-- Start of Page excerpt --

# Romantsch: The impossible we do overnight; miracles take a bit longer



## edwardtheconfessor

HI
Anyone out there know ROMANSCHE (NOT the same as Romanian! NOT the same as 'Romany' NOT the same as 'Roman' or a 'romantic language') - ROMANSCHE - a mainly SWISS language now ...

'The impossible we do overnight; miracles take a bit longer'

IN ROMANSCHE
('we' means 'you and I'. 'overnight' can be literal or a figure of speech.
'take a bit longer' = need a little more time and effort.
miracles - wonderful amazing things especaily if life-changing! 
'the impossible' means that which seems impossible.)

It's a busniess slogan

Anyone can help me?

Thank you so much (I will say this in Romansche, if you tell me how to!)


----------



## L'irlandais

Hi Edward,
With a potential target audience of less than twenty thousand individuals this slogan isn't going to drum up much business.





> Swiss-Romansche is a language spoken in a few southeastern valleys of Switzerland, directly derived from the old roman dialect.
> The language finds it's origins with the establishment of roman troops who sought protection in the mountains after the fall of Rome circa AD 476.


Can you give us a little more context or background?  That way, hopefully somebody might be better able to help you out.


----------



## edwardtheconfessor

L'irlandais said:


> Hi Edward,
> With a potential target audience of less than twenty thousand individuals this slogan isn't going to drum up much business.Can you give us a little more context or background? That way, hopefully somebody might be better able to help you out.


 
Hello L'irlandais, and thank you for replying. Some of your more direct questions are also answered in my reply to your response on my thread about this translation into Anglo-rumani or 'English Gypsy'.
As you will see, I am a Mental and Spiritual Healer and keen amatuer philologist (but not a linguist!) and this is my interest.

I have a small dictionary and phrase book of Romansche and have attempted to cobble together a translation. However, without proper translation for even some of the key words (e.g. 'impossible', 'overnight', 'miracles') and no satifcatory phrases either to do duty for these words - and with no grammar or sentence sructure guidance, well, in short it's a pretty useless translation ...

I shall be extremely grateful. therefore, for all the help I can get from someone who (unlike me) actually KNOWS!

-- End of Page excerpt --
-- Start of The records --

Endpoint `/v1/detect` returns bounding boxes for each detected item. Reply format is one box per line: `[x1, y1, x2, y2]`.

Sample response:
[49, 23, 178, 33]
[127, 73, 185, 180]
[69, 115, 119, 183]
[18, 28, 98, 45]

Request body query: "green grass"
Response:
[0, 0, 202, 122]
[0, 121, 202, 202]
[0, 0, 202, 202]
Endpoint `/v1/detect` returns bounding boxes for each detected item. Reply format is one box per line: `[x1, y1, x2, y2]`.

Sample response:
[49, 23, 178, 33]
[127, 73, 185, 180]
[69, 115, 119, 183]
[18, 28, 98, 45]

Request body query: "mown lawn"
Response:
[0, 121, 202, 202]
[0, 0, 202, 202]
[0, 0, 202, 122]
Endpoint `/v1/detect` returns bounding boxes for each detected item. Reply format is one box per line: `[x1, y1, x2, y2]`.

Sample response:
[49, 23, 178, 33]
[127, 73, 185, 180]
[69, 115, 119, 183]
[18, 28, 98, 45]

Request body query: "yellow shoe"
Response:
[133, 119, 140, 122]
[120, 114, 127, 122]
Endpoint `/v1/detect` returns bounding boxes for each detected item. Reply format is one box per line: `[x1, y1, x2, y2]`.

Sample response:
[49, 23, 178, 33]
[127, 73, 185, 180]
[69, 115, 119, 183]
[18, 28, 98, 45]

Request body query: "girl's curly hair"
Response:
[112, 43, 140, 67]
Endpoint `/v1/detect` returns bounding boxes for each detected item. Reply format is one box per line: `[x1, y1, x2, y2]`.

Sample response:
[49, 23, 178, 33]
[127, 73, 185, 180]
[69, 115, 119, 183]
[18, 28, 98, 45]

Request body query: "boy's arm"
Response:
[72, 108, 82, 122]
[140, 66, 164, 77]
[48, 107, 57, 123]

-- End of The records --

# [Things to do]
1. Extract every line of the box-labeled dataset records and copy each one unchanged.
2. Write the next part of the forum thread about translating a slogan into Romansch, starting right after its last line.

# [Responses]
1.
Endpoint `/v1/detect` returns bounding boxes for each detected item. Reply format is one box per line: `[x1, y1, x2, y2]`.

Sample response:
[49, 23, 178, 33]
[127, 73, 185, 180]
[69, 115, 119, 183]
[18, 28, 98, 45]

Request body query: "green grass"
Response:
[0, 0, 202, 122]
[0, 121, 202, 202]
[0, 0, 202, 202]
Endpoint `/v1/detect` returns bounding boxes for each detected item. Reply format is one box per line: `[x1, y1, x2, y2]`.

Sample response:
[49, 23, 178, 33]
[127, 73, 185, 180]
[69, 115, 119, 183]
[18, 28, 98, 45]

Request body query: "mown lawn"
Response:
[0, 121, 202, 202]
[0, 0, 202, 202]
[0, 0, 202, 122]
Endpoint `/v1/detect` returns bounding boxes for each detected item. Reply format is one box per line: `[x1, y1, x2, y2]`.

Sample response:
[49, 23, 178, 33]
[127, 73, 185, 180]
[69, 115, 119, 183]
[18, 28, 98, 45]

Request body query: "yellow shoe"
Response:
[133, 119, 140, 122]
[120, 114, 127, 122]
Endpoint `/v1/detect` returns bounding boxes for each detected item. Reply format is one box per line: `[x1, y1, x2, y2]`.

Sample response:
[49, 23, 178, 33]
[127, 73, 185, 180]
[69, 115, 119, 183]
[18, 28, 98, 45]

Request body query: "girl's curly hair"
Response:
[112, 43, 140, 67]
Endpoint `/v1/detect` returns bounding boxes for each detected item. Reply format is one box per line: `[x1, y1, x2, y2]`.

Sample response:
[49, 23, 178, 33]
[127, 73, 185, 180]
[69, 115, 119, 183]
[18, 28, 98, 45]

Request body query: "boy's arm"
Response:
[72, 108, 82, 122]
[140, 66, 164, 77]
[48, 107, 57, 123]

2.
Thank you

-edwardtheconfessor


----------



## edwardtheconfessor

edwardtheconfessor said:


> Hello L'irlandais, and thank you for replying. Some of your more direct questions are also answered in my reply to your response on my thread about this translation into Anglo-rumani or 'English Gypsy'.
> As you will see, I am a Mental and Spiritual Healer and keen amatuer philologist (but not a linguist!) and this is my interest.
> 
> I have a small dictionary and phrase book of Romansche and have attempted to cobble together a translation. However, without proper translation for even some of the key words (e.g. 'impossible', 'overnight', 'miracles') and no satifcatory phrases either to do duty for these words - and with no grammar or sentence sructure guidance, well, in short it's a pretty useless translation ...
> 
> I shall be extremely grateful. therefore, for all the help I can get from someone who (unlike me) actually KNOWS!
> Thank you
> 
> -edwardtheconfessor


 
This thread ISN'T dead; I REFUSE to believe that!
Any offers at all?
- edwardtheconfessor


----------



## berndf

You probably didn't get an answer because there are so few Rumantsch speakers out there.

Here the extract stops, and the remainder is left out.